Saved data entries
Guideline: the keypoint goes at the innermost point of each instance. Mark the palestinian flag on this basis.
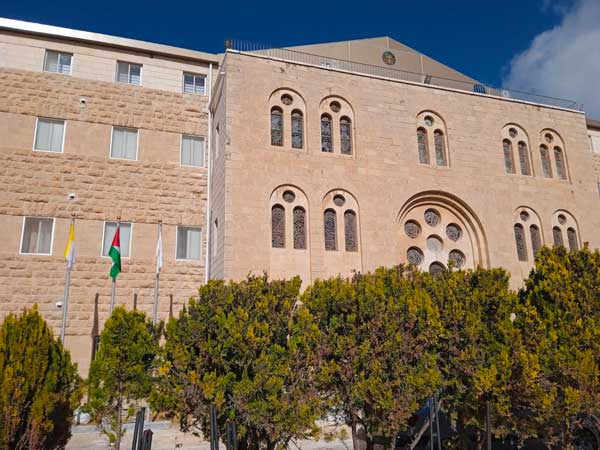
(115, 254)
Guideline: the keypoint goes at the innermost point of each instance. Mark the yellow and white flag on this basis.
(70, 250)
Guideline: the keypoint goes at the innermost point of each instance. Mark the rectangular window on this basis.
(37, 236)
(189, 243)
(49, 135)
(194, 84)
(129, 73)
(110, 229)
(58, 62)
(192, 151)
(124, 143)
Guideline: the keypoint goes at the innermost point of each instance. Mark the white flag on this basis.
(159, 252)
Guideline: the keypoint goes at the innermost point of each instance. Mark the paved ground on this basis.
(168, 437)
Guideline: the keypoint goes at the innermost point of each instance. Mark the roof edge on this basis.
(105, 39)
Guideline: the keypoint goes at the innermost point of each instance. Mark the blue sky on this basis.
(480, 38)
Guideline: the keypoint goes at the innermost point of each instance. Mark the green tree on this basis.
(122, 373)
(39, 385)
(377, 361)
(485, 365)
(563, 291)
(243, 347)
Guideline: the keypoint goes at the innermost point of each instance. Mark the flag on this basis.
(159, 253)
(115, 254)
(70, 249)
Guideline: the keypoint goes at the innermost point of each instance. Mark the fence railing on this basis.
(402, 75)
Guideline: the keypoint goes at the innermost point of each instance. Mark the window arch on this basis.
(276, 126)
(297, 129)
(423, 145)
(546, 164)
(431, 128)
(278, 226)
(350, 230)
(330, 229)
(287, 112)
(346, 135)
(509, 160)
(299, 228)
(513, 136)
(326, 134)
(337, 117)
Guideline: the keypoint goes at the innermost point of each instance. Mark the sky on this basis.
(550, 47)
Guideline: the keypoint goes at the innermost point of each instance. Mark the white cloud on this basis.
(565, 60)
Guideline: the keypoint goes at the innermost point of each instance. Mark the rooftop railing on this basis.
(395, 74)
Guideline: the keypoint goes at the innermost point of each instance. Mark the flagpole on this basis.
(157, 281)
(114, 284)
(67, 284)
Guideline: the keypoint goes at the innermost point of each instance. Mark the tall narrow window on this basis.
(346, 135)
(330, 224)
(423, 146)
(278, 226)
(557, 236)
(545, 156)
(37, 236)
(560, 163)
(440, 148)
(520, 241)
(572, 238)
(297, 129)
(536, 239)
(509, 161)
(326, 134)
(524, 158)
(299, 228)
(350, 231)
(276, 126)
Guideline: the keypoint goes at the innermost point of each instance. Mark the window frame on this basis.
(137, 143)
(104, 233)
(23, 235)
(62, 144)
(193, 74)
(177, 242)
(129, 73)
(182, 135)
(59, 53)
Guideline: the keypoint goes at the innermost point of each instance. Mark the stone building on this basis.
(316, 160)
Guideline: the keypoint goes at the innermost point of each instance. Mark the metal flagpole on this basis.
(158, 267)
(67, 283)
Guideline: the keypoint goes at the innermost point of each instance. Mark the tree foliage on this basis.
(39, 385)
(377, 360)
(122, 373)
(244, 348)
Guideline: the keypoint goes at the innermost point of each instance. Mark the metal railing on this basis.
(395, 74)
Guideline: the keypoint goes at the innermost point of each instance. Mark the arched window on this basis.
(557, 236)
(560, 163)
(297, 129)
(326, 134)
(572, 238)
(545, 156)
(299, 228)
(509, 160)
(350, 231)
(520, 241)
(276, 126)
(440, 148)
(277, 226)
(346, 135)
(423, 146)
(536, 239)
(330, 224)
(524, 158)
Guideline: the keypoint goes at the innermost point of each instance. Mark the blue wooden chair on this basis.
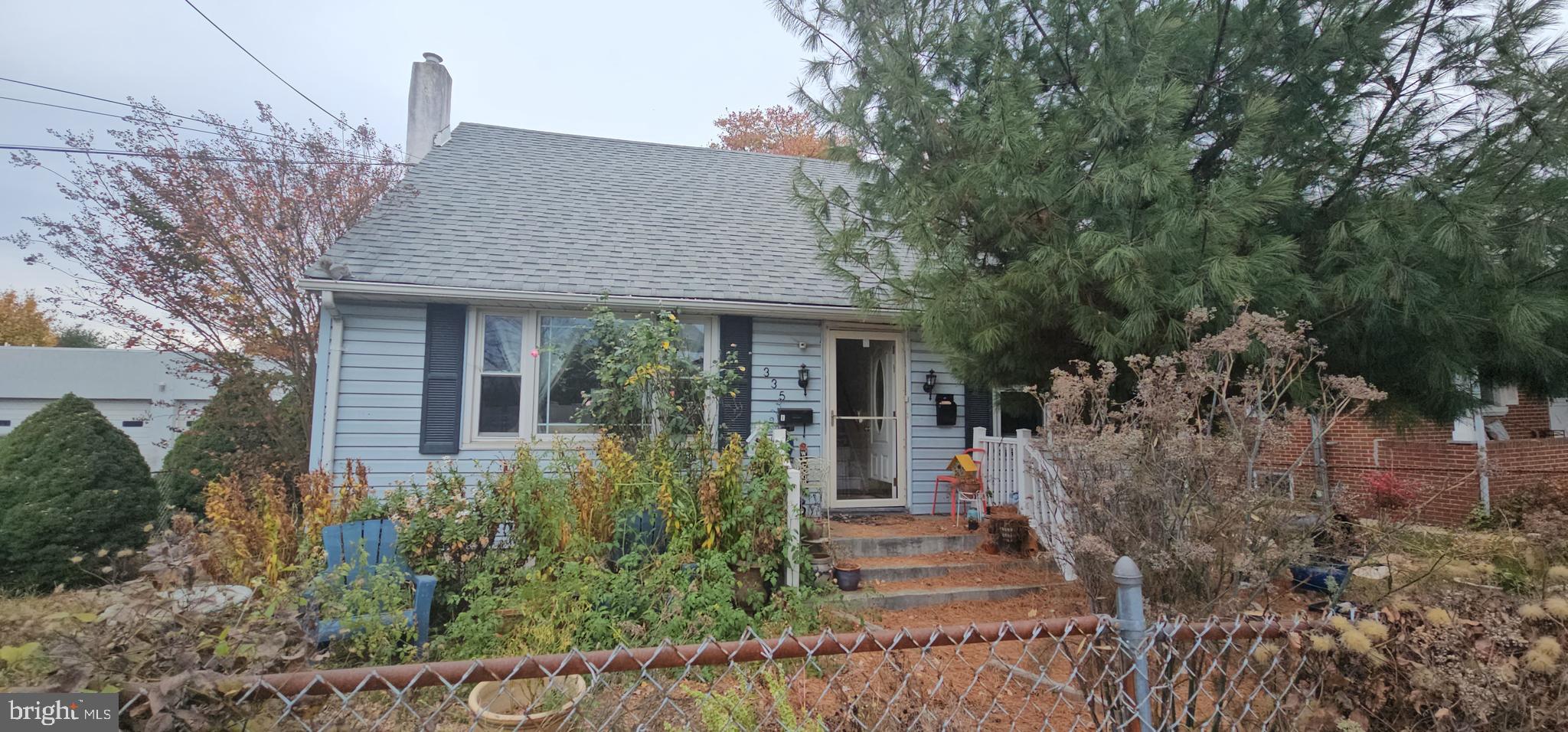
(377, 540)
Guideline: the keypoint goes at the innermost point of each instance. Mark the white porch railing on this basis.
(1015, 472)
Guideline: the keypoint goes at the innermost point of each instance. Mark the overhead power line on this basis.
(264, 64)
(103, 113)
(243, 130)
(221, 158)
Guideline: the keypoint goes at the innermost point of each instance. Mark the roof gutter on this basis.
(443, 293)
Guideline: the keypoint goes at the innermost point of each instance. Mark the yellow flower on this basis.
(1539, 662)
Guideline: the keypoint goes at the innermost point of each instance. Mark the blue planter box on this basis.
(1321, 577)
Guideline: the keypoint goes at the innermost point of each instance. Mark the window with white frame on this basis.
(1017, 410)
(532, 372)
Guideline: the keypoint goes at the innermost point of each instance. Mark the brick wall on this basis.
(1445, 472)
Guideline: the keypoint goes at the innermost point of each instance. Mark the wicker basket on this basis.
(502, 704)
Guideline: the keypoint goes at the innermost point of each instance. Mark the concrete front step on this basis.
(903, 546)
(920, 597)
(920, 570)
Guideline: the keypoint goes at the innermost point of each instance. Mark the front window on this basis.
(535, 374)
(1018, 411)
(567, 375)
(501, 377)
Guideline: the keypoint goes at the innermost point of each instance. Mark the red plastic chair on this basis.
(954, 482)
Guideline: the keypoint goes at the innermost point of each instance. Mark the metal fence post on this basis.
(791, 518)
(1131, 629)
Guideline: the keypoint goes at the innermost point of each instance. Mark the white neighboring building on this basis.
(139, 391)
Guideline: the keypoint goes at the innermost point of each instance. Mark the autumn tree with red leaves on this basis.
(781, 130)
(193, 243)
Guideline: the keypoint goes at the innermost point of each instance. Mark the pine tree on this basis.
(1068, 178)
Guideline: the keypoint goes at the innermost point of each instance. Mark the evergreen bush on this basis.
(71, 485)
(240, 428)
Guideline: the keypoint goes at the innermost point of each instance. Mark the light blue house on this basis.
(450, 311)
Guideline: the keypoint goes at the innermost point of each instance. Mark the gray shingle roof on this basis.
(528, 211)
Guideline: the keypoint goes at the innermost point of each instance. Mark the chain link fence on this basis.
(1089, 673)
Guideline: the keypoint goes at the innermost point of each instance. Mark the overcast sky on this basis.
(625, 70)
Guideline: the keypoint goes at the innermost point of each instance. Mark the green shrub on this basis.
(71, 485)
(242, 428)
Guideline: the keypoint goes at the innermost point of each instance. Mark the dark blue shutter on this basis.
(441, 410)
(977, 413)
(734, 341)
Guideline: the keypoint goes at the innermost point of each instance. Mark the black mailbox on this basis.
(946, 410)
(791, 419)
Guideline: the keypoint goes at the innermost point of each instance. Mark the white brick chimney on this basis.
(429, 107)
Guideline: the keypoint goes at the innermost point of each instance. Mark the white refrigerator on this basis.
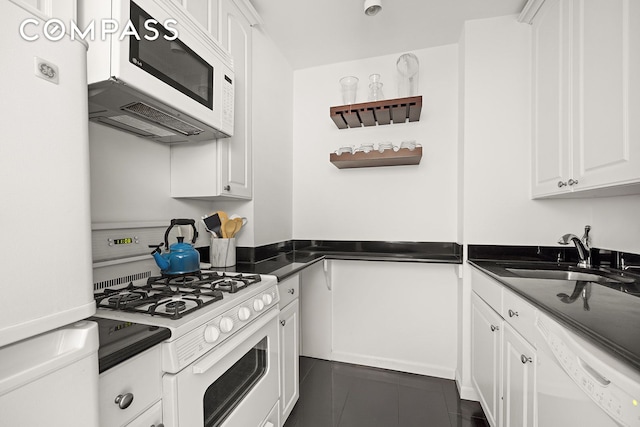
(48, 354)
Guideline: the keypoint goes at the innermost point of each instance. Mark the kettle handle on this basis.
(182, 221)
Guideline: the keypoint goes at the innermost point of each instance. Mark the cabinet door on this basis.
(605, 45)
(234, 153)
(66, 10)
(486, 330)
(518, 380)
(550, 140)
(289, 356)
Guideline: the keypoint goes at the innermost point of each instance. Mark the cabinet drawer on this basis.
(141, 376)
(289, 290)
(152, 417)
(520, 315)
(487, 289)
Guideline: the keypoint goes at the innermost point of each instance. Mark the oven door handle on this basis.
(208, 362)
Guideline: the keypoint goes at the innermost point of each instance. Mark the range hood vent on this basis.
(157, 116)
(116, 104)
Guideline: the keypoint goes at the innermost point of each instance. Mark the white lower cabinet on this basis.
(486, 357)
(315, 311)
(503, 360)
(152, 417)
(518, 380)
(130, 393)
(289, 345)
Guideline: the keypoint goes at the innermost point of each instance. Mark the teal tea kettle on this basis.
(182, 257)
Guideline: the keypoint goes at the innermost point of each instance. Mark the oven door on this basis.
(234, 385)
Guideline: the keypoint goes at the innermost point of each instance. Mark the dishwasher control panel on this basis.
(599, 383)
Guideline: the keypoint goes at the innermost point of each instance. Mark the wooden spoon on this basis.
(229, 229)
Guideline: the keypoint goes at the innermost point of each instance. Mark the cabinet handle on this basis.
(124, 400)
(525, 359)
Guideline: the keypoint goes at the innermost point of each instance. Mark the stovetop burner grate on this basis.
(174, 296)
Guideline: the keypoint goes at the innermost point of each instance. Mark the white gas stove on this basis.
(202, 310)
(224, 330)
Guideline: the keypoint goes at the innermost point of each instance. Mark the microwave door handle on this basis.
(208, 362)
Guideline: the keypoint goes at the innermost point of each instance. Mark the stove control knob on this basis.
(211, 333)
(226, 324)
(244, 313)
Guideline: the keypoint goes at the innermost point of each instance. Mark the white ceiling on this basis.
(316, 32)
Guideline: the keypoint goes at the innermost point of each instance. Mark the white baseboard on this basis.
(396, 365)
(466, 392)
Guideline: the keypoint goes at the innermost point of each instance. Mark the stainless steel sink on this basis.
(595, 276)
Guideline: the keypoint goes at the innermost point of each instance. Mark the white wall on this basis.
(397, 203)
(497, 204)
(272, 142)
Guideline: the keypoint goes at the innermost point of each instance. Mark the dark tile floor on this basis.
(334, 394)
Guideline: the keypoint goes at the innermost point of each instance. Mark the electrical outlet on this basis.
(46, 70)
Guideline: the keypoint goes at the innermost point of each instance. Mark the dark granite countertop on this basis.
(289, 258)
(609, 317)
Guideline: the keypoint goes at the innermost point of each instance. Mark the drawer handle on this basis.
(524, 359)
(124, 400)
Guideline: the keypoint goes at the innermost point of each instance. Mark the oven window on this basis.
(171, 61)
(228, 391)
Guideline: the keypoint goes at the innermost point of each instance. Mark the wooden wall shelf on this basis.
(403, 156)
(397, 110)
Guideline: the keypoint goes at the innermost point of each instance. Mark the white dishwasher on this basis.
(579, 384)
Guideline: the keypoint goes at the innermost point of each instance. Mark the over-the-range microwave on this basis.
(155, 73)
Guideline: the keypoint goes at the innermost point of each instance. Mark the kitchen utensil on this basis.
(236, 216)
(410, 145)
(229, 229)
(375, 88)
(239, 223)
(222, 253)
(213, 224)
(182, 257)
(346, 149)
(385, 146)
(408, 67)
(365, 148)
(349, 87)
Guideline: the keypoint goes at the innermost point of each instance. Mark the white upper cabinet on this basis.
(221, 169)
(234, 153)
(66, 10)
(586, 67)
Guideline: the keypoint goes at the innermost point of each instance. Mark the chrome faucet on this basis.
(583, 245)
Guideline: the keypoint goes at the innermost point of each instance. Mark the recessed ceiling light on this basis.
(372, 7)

**Problem to solve**: Only output the lines from the one with "shelf on this basis." through the end of the entries above, exactly as they are.

**Exercise answer**:
Guideline: the keypoint goes at the innermost point of each instance. Mark the wooden wall shelf on this basis.
(403, 156)
(397, 110)
Guideline: the keypoint goes at the innermost point of each instance. Mark the white dishwasher on this basis.
(579, 384)
Guideline: the keypoint goes at the innermost point of each instance. Mark the over-the-range microwave on this basis.
(155, 73)
Guideline: the keypoint goes at the innermost point of each instance. Mark the kitchen utensil on this basis.
(236, 216)
(410, 145)
(229, 229)
(375, 88)
(239, 223)
(222, 253)
(213, 224)
(182, 257)
(346, 149)
(385, 146)
(408, 67)
(365, 148)
(349, 87)
Guideline: the keypoint goes at the innermost point of each instance. Mark the white upper cabinet on this basis.
(221, 169)
(234, 153)
(66, 10)
(586, 67)
Guideline: the keypoint goes at the innermost point of each instance. Mark the chrome faucet on this basis.
(583, 245)
Guideline: the keypoint goes at the innermost point of each instance. Mark the recessed ceiling light on this basis.
(372, 7)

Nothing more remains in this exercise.